UEFA has enhanced its anti-doping programme, introducing a reporting platform designed to encourage players and team staff to report their doping suspicions.

Doping control facilities
Doping control facilities ©UEFA

With the launch of the 2017/18 football season, UEFA has once again enhanced its comprehensive anti-doping programme, introducing a reporting platform designed to encourage players and team staff to report their doping suspicions.

UEFA’s anti-doping programme aims to protect the integrity of European football and provide clean athletes in all its competitions with a fair playing field.

Through the use of the Athlete Biological Passport, the advice given by anti-doping expert scientists, and the support of the European national anti-doping agencies (NADOs), UEFA delivers a comprehensive, intelligence-led testing programme.

In order to gather additional information, UEFA has expanded its Integrity Reporting Platform and App in order to allow players, coaches, team doctors and other people to report alleged anti-doping rule violations.

[Extracted listing]

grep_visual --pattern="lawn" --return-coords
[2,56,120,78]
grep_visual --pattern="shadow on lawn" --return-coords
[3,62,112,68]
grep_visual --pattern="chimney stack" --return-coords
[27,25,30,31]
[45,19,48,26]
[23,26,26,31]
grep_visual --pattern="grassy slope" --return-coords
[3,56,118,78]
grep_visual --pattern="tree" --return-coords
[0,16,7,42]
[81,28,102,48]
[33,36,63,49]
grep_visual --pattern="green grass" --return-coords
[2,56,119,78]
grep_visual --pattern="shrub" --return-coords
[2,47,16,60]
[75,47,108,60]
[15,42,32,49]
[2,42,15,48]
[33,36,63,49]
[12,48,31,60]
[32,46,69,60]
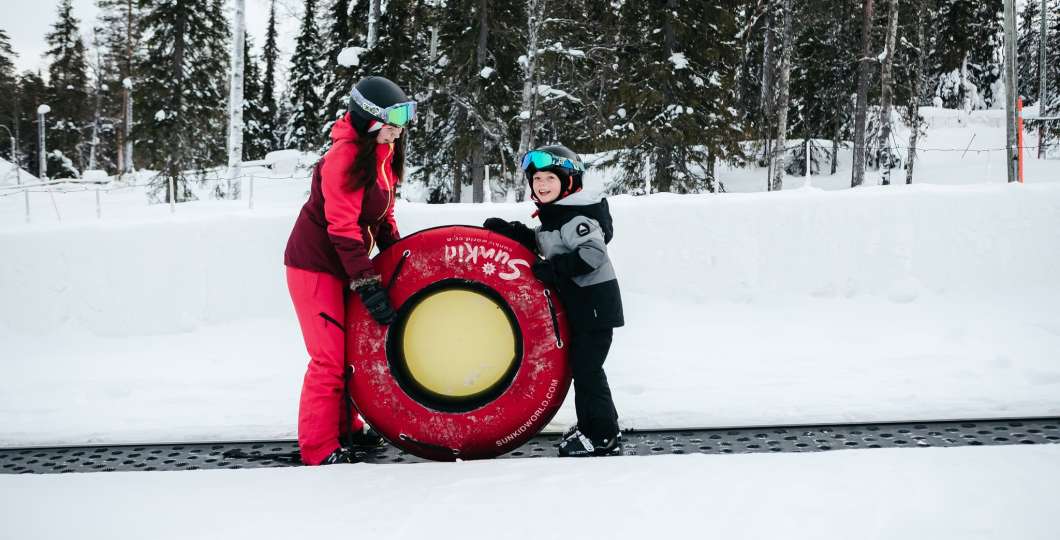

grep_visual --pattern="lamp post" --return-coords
[37,105,52,181]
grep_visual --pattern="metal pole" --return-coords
[1038,0,1049,159]
[122,77,133,174]
[1005,0,1018,182]
[802,137,811,188]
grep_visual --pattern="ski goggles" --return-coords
[351,88,416,127]
[523,150,585,172]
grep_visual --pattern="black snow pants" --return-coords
[569,329,618,441]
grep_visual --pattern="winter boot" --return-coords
[342,423,386,450]
[560,430,622,457]
[320,447,360,465]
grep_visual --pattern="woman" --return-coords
[284,76,416,465]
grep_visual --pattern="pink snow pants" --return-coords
[286,266,364,465]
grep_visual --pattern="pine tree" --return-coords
[261,0,284,152]
[95,0,143,170]
[0,29,18,163]
[283,0,324,150]
[935,0,1002,109]
[135,0,230,202]
[321,0,368,143]
[610,0,741,193]
[15,71,48,178]
[45,0,90,178]
[242,34,271,161]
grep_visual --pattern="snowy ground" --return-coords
[0,445,1060,540]
[0,107,1060,446]
[0,110,1060,540]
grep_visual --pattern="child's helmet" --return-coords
[347,76,416,134]
[523,144,585,201]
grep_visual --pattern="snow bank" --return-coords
[0,185,1060,336]
[0,445,1060,540]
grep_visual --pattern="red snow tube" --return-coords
[347,226,570,460]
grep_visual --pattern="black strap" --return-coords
[545,289,563,349]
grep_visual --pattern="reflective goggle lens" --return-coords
[384,103,416,127]
[523,150,583,171]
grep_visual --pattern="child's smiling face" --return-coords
[533,171,563,203]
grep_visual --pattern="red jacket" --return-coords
[283,114,401,280]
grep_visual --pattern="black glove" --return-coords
[482,217,537,252]
[354,281,398,325]
[530,259,560,286]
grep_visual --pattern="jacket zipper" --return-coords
[368,142,394,255]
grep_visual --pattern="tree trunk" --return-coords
[850,0,872,188]
[758,0,774,159]
[905,1,928,184]
[471,0,490,203]
[771,0,794,191]
[1031,0,1049,159]
[1004,0,1019,182]
[646,0,677,195]
[877,0,898,186]
[513,0,545,201]
[451,159,464,203]
[225,0,246,199]
[368,0,383,49]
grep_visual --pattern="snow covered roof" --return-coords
[0,157,40,186]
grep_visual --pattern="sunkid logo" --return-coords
[445,242,530,281]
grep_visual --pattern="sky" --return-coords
[0,0,302,78]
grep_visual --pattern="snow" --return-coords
[0,445,1060,540]
[0,157,40,186]
[337,47,368,68]
[0,107,1060,446]
[670,52,688,70]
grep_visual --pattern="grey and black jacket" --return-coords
[502,191,625,332]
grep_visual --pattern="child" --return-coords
[482,145,624,457]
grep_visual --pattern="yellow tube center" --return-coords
[402,289,516,398]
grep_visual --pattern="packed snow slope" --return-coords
[0,445,1060,540]
[0,109,1060,446]
[0,179,1060,445]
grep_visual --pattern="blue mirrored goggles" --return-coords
[523,150,585,172]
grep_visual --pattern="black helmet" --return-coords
[347,76,416,134]
[523,144,585,201]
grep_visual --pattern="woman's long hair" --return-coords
[347,129,408,191]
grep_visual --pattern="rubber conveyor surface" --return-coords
[0,418,1060,474]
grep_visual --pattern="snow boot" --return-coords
[560,429,622,457]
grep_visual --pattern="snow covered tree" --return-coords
[0,29,18,162]
[770,0,793,191]
[135,0,230,202]
[242,34,272,161]
[283,0,324,150]
[850,0,873,188]
[935,0,1004,110]
[321,0,368,144]
[14,71,48,172]
[94,0,143,170]
[45,0,90,178]
[608,0,741,193]
[261,0,283,152]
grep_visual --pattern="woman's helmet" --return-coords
[347,76,416,134]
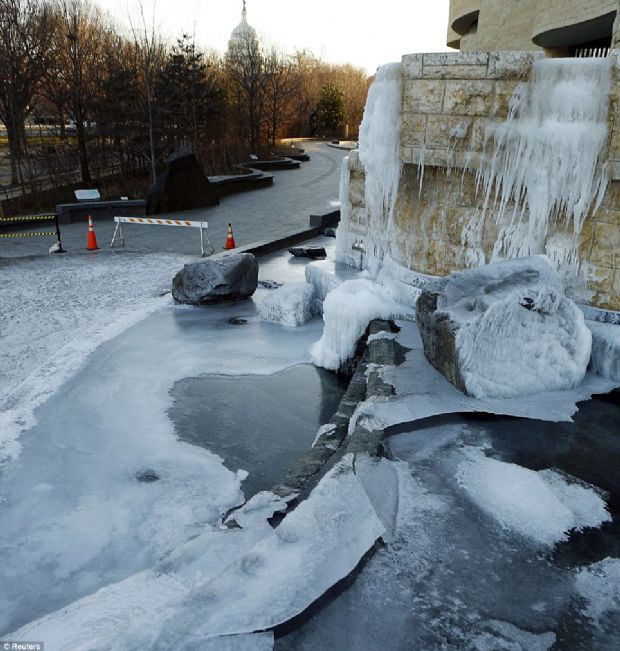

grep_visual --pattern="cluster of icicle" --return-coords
[348,63,402,273]
[477,59,611,266]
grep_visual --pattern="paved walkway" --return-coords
[0,142,346,258]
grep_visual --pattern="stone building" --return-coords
[339,7,620,320]
[447,0,618,56]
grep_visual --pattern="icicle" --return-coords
[476,59,611,266]
[359,63,402,273]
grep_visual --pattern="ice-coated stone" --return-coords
[288,246,327,258]
[258,283,314,326]
[172,253,258,305]
[587,321,620,382]
[417,256,592,398]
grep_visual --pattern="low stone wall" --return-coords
[349,51,620,310]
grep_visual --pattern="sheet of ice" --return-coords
[349,321,618,432]
[226,491,292,529]
[178,631,273,651]
[258,283,314,327]
[457,450,611,546]
[586,321,620,382]
[156,457,385,649]
[478,58,612,265]
[9,520,271,651]
[0,300,321,631]
[359,62,402,274]
[575,558,620,624]
[437,256,592,398]
[355,455,402,543]
[276,440,573,651]
[311,278,412,370]
[0,254,190,463]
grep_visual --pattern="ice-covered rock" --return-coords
[587,321,620,382]
[417,256,592,398]
[258,283,314,326]
[288,246,327,258]
[311,278,412,371]
[172,253,258,305]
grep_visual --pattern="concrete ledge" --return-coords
[56,199,146,224]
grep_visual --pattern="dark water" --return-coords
[464,394,620,567]
[274,397,620,651]
[170,365,347,497]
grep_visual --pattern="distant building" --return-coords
[226,0,259,61]
[447,0,620,56]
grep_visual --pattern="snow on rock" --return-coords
[457,450,611,545]
[586,321,620,382]
[258,283,314,326]
[478,58,612,266]
[305,260,360,314]
[356,321,619,432]
[417,256,592,398]
[575,558,620,624]
[172,253,258,305]
[311,278,413,370]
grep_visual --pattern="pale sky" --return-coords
[93,0,449,73]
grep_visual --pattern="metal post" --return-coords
[54,214,65,253]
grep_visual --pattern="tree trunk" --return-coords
[5,115,25,185]
[75,116,91,185]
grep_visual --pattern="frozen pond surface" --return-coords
[0,240,339,633]
[275,398,620,651]
[169,366,346,497]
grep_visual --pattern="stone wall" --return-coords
[349,52,620,310]
[447,0,618,51]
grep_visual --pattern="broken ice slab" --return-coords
[288,246,327,258]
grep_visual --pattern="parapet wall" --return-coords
[349,51,620,310]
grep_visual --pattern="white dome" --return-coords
[228,2,258,52]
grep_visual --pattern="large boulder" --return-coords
[416,256,592,398]
[146,148,220,215]
[258,283,314,327]
[172,253,258,305]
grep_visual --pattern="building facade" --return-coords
[447,0,619,57]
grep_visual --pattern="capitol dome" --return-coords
[228,0,258,56]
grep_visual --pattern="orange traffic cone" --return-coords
[86,215,99,251]
[224,224,236,249]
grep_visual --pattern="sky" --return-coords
[93,0,449,74]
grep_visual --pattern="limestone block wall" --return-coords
[349,52,620,310]
[447,0,618,51]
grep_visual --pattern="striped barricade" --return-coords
[110,217,215,257]
[0,213,64,253]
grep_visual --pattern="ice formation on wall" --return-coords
[336,63,402,273]
[336,156,359,267]
[477,59,611,266]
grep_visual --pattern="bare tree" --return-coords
[0,0,52,184]
[46,0,109,184]
[264,49,299,145]
[131,2,165,183]
[226,17,265,151]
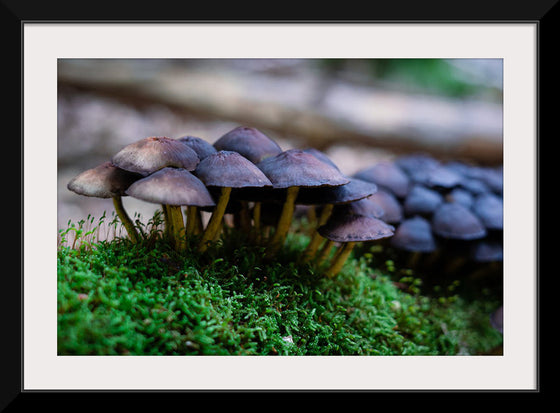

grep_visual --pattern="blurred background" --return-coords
[57,59,503,235]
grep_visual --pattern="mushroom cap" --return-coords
[395,154,463,188]
[367,188,403,224]
[472,192,504,230]
[445,187,474,208]
[67,161,142,198]
[333,198,385,219]
[194,150,272,188]
[257,149,350,188]
[126,167,215,207]
[111,136,199,176]
[177,135,217,160]
[303,148,340,170]
[432,202,486,240]
[296,178,377,205]
[354,162,410,198]
[403,184,443,215]
[317,211,394,242]
[471,239,504,262]
[389,216,436,252]
[214,126,282,163]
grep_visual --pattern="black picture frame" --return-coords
[7,0,559,406]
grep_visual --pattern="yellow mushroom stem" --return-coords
[251,202,261,243]
[167,205,187,251]
[198,187,231,252]
[267,186,299,255]
[316,239,334,265]
[113,195,139,243]
[185,205,201,236]
[325,241,356,277]
[302,204,333,262]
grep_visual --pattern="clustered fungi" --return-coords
[68,126,393,276]
[68,126,502,276]
[354,154,503,275]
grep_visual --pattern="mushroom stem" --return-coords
[167,205,187,251]
[161,204,171,238]
[408,251,421,269]
[302,204,333,263]
[268,186,299,254]
[317,239,334,265]
[185,205,200,236]
[113,195,139,243]
[198,187,231,252]
[325,241,356,277]
[251,202,261,243]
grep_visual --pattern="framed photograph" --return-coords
[12,4,552,398]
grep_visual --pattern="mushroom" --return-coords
[389,216,437,267]
[177,135,217,160]
[318,204,394,277]
[296,178,377,262]
[111,136,199,176]
[432,202,486,240]
[67,162,142,243]
[257,149,350,256]
[126,167,215,251]
[195,150,272,252]
[354,161,410,198]
[367,187,404,224]
[472,192,504,231]
[431,202,487,272]
[214,126,282,164]
[445,187,473,208]
[403,184,443,217]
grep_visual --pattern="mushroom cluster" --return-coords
[68,126,394,276]
[354,154,503,273]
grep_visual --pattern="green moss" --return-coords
[58,216,502,355]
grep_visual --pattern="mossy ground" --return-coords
[57,212,502,355]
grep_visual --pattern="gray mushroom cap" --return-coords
[257,149,350,188]
[432,202,486,240]
[126,167,215,207]
[472,192,504,230]
[367,188,404,224]
[389,216,436,252]
[354,162,410,198]
[403,184,443,216]
[67,162,142,198]
[214,126,282,164]
[471,239,504,262]
[317,211,394,242]
[177,135,217,160]
[111,136,199,176]
[194,150,272,188]
[296,178,377,205]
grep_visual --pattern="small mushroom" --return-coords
[195,150,272,252]
[126,167,215,251]
[445,187,474,208]
[472,192,504,231]
[431,202,487,273]
[389,216,437,268]
[367,188,404,224]
[214,126,282,164]
[354,161,410,198]
[67,162,142,242]
[177,135,217,160]
[432,202,486,240]
[318,205,394,277]
[111,136,199,176]
[257,149,350,256]
[403,184,443,217]
[296,178,377,262]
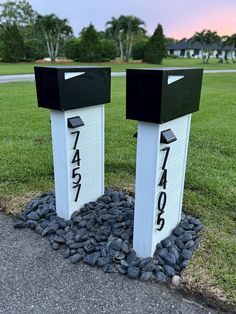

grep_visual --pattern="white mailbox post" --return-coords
[126,69,202,257]
[35,67,110,219]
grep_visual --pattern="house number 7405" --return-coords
[156,146,170,231]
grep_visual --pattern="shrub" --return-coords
[132,40,148,60]
[65,38,80,60]
[25,38,47,60]
[100,39,118,61]
[2,24,25,62]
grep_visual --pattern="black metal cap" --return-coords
[34,66,111,111]
[126,68,203,124]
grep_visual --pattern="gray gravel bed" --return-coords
[0,213,218,314]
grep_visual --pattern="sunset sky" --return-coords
[0,0,236,39]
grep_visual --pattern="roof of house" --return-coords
[167,40,232,50]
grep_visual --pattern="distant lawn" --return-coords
[0,73,236,304]
[0,59,236,75]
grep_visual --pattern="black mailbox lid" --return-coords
[126,68,203,124]
[34,66,111,111]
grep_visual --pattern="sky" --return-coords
[0,0,236,39]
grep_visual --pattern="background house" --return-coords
[167,39,236,60]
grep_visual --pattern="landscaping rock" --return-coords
[127,266,141,279]
[15,189,203,286]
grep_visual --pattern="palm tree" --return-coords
[35,14,73,61]
[222,34,236,62]
[192,29,206,63]
[106,15,146,62]
[106,16,124,60]
[204,30,221,63]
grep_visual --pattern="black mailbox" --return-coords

### To do
[1] From the passage about UEFA's anti-doping program, extract the stretch from "UEFA has enhanced" through "fair playing field.".
[2] Extend the passage about UEFA's anti-doping program, picking up after its final sentence.
The listing has no connection to the passage about UEFA's anti-doping program.

### Answers to the exercises
[1]
UEFA has enhanced its anti-doping programme, introducing a reporting platform designed to encourage players and team staff to report their doping suspicions.

Doping control facilities
Doping control facilities ©UEFA

With the launch of the 2017/18 football season, UEFA has once again enhanced its comprehensive anti-doping programme, introducing a reporting platform designed to encourage players and team staff to report their doping suspicions.

UEFA’s anti-doping programme aims to protect the integrity of European football and provide clean athletes in all its competitions with a fair playing field.

[2]
The Reporting Platform and App have been successfully used to fight match-fixing for a number of years. UEFA recognises the crucial role that ‘whistle-blowing’ can play in preventing doping, and wants to give informers the opportunity to come forward in a confidential and secure way to report their information.

UEFA encourages anyone who has witnessed an anti-doping rule violation being committed, or who has reasonable grounds to believe that doping has taken place in football, to get in touch.

Informers have the opportunity to provide their contact details, or access a secure post-box where information can be exchanged anonymously. The confidential Reporting Platform and App are available in seven different languages ─ allowing users to report in whichever language they feel most comfortable.

The Integrity platform can be accessed online on UEFA’s website or via an ‘Integrity App’ that can be downloaded from the App Store or Google Play.

Alongside testing and investigations, prevention is also a crucial aspect of UEFA’s anti-doping programme. All teams taking part in UEFA’s youth tournaments over the summer received a personalised anti-doping education session by one of UEFA’s anti-doping experts.

The sessions are designed specifically for youth players and highlight the consequences of taking drugs, including the risks to their health and their career.

UEFA aims to educate its young players with the information they need to remain clean throughout their careers. All players are informed about the WADA Prohibited List, the doping control process, their rights and responsibilities and where to go for advice and support. Using the information given during the sessions, UEFA wants future generations of top footballers to continue to practice the values of clean sport.